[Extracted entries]
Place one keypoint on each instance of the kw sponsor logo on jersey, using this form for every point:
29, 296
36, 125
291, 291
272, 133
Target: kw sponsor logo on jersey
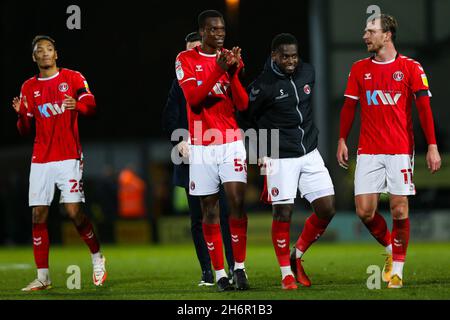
219, 87
50, 109
385, 98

● **JOB**: Reproduce every one of the entries above word for word, leaving out the pictures.

● **WORKED ANSWER**:
Place one keypoint on each instance of the kw sponsor logo on jersey, using this form for every point:
29, 296
36, 125
291, 291
272, 133
Target: kw sponsor logo on jersey
219, 87
50, 109
385, 98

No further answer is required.